:: Short exercise ::
Resume the account of the black bear hunt in northern California below, continuing from its last sentence.

:: Source text ::
The sun is up, first rays streaming through the canopy, and the two hunters pause to inspect tracks – big, dusty imprints with five toes – on the forest floor. They move on, boots crunching twigs as they climb a ridge. “What you reckon the chances we’ll get one?” asks Josh Brones, a muscular 37-year-old, adjusting his backpack. Dan Tichenor, 65, tall and rangy, scans the northern California landscape. “More than even.”
We troop on, single file, in silence. The only sound apart from our footsteps is the panting of Cajun, a hound straining at Tichenor’s lead. Up ahead, sniffing bushes and trees for clues, is another hound, Osage, Cajun’s father, a grey-muzzled veteran. “He’s beginning to show his age but compensates with experience,” says Tichenor. An hour later, scaling the ridge, the hunters spot more tracks, fresher than the first. They quicken their pace. Somewhere ahead is an American black bear, Ursus americanus.

:: Information shown ::
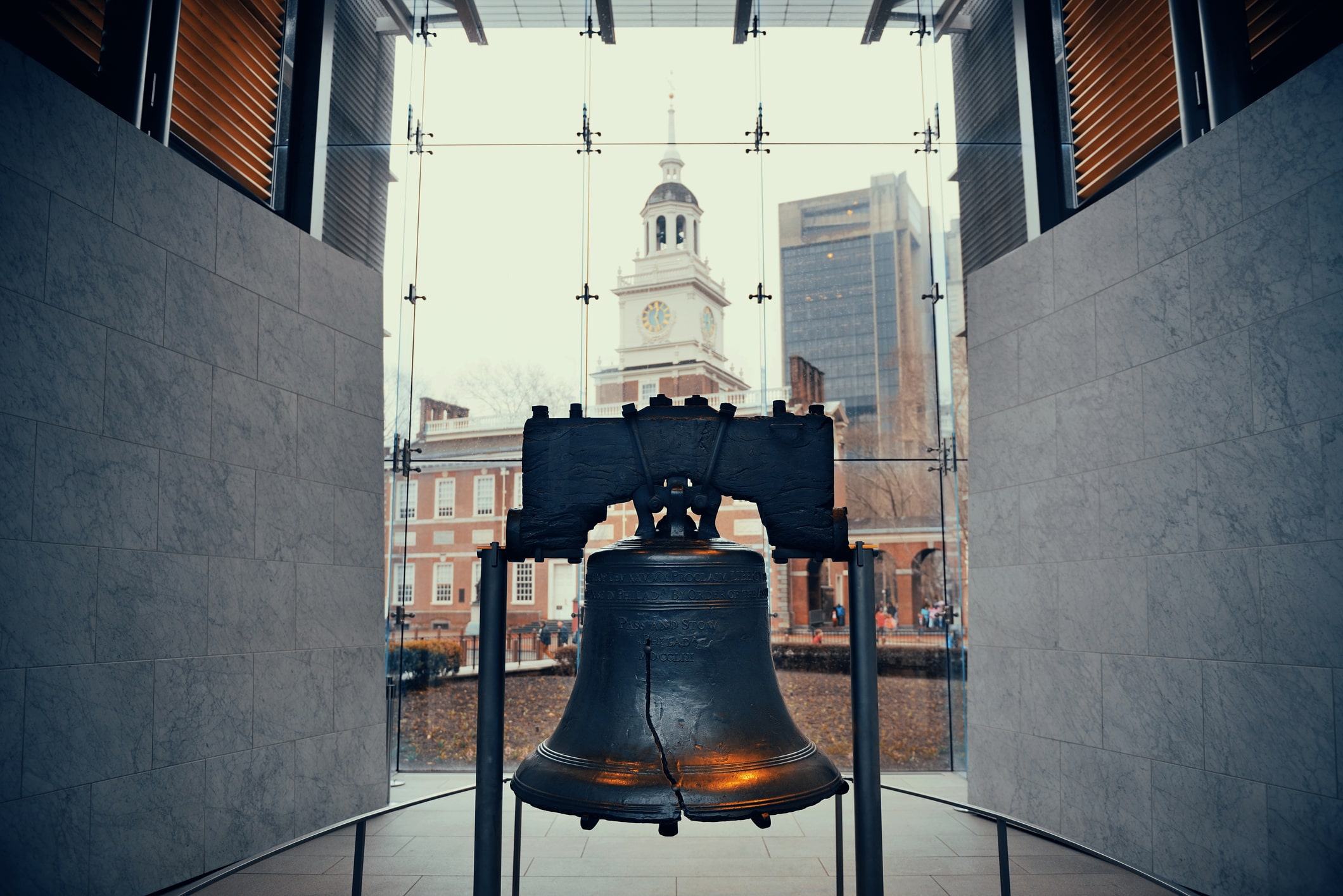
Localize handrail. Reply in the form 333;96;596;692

:: Solved problem ::
Osage scampers down a slope and vanishes from view. A few minutes later he begins to bark. Tichenor releases Cajun who takes off like a rocket. The hunters stop and listen to the barking as it wafts up from the valley floor. The dogs appear to be moving west towards Cotton Wood Creek. Tichenor closes his eyes and tilts his head to interpret the barks. He does not doubt his hounds are pursuing a bear. An adjustment in tone and frequency can signal the bear has stopped and the dogs are confronting him, or that it has climbed a tree. “If he’s up a tree there’ll be a cadence to the barking.” Tichenor listens again. “They’ve stopped moving. Let’s go down and see what’s happening.”
The hunters slide with sure feet down a rocky gorge and half an hour later climb the other side, pushing through bramble. Oaks, pines and firs soar overhead. There is a rustling sound behind us and a black shape races down a tree: a young bear, a yearling. It waited for the canine and human interlopers to pass before descending and sprinting away, a blur of fur.
The hunters leave him. The dogs are ahead, barking in a frenzy, for they have “treed” a different bear. It clings halfway up a 150ft fir tree, snout and eyes visible amid branches, and peers down at the dogs leaping at the base. The hunters unshoulder their packs. “Got you!”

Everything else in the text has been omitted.